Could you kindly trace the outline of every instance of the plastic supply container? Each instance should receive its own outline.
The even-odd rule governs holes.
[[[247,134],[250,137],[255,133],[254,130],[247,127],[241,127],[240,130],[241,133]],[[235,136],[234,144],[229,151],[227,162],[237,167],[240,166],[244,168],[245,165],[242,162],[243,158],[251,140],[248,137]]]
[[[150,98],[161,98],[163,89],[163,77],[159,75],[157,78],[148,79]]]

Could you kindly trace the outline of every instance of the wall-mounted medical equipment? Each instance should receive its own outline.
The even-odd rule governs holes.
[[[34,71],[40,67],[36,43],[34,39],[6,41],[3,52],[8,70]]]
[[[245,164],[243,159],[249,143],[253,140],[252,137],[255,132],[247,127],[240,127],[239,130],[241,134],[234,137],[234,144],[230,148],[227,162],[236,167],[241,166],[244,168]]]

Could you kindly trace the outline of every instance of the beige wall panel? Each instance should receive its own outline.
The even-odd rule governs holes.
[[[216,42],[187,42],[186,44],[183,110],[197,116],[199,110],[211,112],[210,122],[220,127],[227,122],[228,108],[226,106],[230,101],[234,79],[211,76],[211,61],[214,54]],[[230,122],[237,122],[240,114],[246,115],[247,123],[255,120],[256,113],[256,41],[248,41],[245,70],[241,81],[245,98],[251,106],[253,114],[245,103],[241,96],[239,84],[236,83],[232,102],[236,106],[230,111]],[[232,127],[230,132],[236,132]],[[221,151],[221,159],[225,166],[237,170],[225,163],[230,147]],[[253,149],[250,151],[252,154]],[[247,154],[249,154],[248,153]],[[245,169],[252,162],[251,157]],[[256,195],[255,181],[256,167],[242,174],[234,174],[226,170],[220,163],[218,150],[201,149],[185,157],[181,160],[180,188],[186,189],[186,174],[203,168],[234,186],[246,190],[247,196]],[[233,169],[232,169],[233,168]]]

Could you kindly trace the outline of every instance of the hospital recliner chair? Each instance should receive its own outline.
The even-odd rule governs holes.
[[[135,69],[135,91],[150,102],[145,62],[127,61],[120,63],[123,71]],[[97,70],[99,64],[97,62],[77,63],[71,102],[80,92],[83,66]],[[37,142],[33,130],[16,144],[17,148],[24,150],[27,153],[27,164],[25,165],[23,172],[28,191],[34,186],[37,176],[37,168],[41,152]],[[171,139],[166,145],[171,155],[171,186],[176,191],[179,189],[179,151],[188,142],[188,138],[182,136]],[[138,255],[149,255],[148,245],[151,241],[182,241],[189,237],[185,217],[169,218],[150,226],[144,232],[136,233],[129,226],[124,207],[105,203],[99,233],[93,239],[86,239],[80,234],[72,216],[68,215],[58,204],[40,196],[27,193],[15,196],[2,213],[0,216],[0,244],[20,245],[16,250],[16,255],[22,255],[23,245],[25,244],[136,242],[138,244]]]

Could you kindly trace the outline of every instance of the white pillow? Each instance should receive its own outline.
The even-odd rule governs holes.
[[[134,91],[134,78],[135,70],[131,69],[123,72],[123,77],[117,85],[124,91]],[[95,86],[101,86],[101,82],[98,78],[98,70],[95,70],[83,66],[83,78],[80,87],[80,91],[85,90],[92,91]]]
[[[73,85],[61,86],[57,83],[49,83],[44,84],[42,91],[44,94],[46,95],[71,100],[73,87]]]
────────────────────────────────────────
TASK -> Please write out the data again, starting with the line with "equipment? Each instance should receive its own outline." and going on through the line with "[[[34,71],[40,67],[36,43],[34,39],[6,41],[3,52],[8,70]]]", leaving the other lines as they are. Scale every polygon coordinate in the answers by 0.6 and round each to a whole number, with halves rounding up.

ANSWER TO THIS TASK ->
Could you kindly trace the outline of every instance of the wall-mounted medical equipment? Each instance should receive its own outline.
The even-odd rule governs holes.
[[[20,43],[24,40],[22,26],[20,23],[4,25],[2,31],[5,42]]]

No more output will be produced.